◆ **Prompt**
Substitute "group of people" for "crowd of people" throughout the stretch from the line containing "of the crowd" through the end of the entries below. Reproduce only those lines, with nothing else changed.

[Data listing]

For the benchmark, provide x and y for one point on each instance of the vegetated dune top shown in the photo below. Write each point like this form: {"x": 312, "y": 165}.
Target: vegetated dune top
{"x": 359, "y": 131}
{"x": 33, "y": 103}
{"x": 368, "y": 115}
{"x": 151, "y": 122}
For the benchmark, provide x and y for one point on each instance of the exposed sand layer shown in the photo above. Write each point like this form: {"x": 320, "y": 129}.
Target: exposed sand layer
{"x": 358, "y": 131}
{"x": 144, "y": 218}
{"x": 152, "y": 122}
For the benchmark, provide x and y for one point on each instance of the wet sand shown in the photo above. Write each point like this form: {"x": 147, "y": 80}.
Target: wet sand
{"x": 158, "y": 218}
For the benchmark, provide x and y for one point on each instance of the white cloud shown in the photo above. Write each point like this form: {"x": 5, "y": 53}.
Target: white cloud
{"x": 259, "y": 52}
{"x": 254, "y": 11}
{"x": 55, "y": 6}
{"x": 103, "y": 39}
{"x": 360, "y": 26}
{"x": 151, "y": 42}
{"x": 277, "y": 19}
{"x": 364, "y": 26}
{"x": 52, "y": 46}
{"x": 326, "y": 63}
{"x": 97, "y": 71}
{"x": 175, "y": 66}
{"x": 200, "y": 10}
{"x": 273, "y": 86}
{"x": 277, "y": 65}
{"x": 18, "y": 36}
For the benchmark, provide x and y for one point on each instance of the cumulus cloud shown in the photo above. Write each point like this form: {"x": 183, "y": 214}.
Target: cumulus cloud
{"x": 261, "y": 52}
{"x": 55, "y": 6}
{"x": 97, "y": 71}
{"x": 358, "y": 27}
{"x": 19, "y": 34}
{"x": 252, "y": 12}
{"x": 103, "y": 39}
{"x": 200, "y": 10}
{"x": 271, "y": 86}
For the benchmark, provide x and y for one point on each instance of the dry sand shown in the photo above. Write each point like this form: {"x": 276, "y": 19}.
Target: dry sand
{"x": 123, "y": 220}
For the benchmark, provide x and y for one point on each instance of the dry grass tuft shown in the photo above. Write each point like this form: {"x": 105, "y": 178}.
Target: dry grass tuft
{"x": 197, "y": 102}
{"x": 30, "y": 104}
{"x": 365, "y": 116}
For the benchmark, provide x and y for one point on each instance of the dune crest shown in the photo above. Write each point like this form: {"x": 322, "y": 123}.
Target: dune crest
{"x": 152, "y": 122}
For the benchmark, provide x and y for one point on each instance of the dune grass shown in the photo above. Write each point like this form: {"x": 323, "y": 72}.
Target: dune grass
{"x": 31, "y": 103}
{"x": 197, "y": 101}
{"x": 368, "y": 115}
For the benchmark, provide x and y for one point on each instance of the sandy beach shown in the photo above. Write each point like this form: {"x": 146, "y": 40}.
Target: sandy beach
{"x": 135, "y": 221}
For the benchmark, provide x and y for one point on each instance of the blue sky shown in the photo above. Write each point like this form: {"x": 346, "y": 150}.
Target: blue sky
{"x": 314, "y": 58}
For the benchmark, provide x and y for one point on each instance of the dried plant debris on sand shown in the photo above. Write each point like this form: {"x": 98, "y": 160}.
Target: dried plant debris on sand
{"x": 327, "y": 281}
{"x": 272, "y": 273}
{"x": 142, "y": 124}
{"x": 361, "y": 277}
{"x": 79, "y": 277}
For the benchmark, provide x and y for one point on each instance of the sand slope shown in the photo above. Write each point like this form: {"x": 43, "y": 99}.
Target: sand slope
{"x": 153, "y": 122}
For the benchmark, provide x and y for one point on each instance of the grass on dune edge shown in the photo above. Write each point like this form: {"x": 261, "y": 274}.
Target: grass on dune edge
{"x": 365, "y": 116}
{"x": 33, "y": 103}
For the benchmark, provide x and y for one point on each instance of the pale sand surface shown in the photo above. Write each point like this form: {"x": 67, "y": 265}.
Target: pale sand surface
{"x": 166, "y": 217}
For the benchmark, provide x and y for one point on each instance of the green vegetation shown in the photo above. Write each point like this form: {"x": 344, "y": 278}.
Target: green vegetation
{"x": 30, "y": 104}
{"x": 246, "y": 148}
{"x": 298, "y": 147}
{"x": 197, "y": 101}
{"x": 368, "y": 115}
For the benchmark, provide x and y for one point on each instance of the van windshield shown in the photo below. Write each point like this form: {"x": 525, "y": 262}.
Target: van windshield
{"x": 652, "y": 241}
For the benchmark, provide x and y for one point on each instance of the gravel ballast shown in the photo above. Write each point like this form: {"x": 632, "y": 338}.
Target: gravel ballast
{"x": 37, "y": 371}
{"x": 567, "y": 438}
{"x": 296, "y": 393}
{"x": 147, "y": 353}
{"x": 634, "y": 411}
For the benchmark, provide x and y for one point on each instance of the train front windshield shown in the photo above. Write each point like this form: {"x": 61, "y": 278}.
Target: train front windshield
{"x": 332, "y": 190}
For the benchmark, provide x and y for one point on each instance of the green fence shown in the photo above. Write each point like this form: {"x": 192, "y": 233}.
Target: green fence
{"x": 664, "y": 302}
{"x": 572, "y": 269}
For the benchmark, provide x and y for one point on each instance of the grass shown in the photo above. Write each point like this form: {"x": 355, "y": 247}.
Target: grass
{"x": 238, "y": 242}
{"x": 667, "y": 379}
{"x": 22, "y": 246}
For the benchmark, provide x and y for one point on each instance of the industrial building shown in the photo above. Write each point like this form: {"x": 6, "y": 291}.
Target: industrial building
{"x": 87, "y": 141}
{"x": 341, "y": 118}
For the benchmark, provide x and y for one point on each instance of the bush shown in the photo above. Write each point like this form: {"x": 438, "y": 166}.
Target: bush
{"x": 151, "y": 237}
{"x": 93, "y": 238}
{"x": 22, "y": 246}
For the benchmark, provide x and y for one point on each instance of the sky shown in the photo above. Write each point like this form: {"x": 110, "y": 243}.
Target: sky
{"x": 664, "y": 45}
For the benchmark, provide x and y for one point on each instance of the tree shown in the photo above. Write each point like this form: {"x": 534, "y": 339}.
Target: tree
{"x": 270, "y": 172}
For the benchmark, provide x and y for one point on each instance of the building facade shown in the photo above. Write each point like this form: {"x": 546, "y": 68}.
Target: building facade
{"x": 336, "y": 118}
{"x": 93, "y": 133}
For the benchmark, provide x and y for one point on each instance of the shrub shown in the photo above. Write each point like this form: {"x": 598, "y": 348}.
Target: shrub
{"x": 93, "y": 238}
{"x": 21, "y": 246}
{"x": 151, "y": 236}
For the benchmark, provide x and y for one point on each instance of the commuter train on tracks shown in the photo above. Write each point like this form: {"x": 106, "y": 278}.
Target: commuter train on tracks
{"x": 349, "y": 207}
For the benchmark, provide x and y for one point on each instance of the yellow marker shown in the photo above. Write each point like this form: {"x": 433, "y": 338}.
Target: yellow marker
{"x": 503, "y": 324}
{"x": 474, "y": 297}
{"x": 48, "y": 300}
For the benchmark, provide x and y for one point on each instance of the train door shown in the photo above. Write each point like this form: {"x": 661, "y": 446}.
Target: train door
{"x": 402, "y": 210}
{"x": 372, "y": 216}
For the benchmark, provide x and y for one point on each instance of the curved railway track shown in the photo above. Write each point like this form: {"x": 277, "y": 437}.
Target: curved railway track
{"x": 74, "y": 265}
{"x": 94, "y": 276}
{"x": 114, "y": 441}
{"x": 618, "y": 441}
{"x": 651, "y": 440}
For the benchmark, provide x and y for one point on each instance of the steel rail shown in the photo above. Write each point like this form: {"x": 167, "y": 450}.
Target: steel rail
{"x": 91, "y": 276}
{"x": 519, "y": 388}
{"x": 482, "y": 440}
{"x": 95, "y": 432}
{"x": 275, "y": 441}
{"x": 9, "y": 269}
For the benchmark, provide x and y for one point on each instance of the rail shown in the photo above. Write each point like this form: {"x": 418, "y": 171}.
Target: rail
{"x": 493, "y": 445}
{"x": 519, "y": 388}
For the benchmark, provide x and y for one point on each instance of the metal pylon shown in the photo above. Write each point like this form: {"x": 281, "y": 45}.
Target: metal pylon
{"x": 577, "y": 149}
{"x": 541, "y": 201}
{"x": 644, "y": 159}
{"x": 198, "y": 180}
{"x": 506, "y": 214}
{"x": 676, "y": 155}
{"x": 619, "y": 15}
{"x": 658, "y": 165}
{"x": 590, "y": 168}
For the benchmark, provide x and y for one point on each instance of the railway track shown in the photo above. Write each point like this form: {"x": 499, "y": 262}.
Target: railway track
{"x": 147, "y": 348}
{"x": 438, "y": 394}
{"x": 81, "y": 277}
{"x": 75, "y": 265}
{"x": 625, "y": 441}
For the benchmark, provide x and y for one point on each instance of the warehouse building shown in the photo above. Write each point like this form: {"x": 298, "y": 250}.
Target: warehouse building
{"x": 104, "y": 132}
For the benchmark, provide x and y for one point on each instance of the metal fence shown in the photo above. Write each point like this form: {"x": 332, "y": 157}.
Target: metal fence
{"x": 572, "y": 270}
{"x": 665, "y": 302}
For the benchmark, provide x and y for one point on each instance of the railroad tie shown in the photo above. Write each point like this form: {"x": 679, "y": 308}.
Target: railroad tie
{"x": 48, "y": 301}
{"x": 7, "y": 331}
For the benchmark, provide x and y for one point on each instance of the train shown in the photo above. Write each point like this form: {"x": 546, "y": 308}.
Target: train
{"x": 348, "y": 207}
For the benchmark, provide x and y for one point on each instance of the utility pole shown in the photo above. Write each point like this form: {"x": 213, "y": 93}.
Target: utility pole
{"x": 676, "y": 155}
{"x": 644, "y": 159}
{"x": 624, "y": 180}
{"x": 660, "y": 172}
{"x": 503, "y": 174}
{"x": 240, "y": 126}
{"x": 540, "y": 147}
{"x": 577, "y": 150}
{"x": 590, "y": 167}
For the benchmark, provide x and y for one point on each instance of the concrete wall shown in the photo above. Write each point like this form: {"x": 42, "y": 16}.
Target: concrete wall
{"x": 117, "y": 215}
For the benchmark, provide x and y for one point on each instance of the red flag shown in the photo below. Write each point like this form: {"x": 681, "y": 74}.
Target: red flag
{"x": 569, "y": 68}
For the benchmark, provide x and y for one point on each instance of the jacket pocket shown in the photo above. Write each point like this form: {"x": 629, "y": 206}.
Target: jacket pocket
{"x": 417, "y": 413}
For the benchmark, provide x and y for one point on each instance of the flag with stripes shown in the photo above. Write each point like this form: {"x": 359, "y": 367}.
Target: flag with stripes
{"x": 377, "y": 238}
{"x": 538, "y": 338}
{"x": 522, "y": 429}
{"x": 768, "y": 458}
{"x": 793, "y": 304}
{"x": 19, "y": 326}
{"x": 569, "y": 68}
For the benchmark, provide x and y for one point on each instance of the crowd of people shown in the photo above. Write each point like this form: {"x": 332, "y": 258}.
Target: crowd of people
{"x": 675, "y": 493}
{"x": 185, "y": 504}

◆ **Answer in full**
For the benchmark, provide x and y for one point on each instance of the group of people shown in the photo above. Write each point like this form: {"x": 332, "y": 258}.
Target: group of people
{"x": 675, "y": 493}
{"x": 185, "y": 504}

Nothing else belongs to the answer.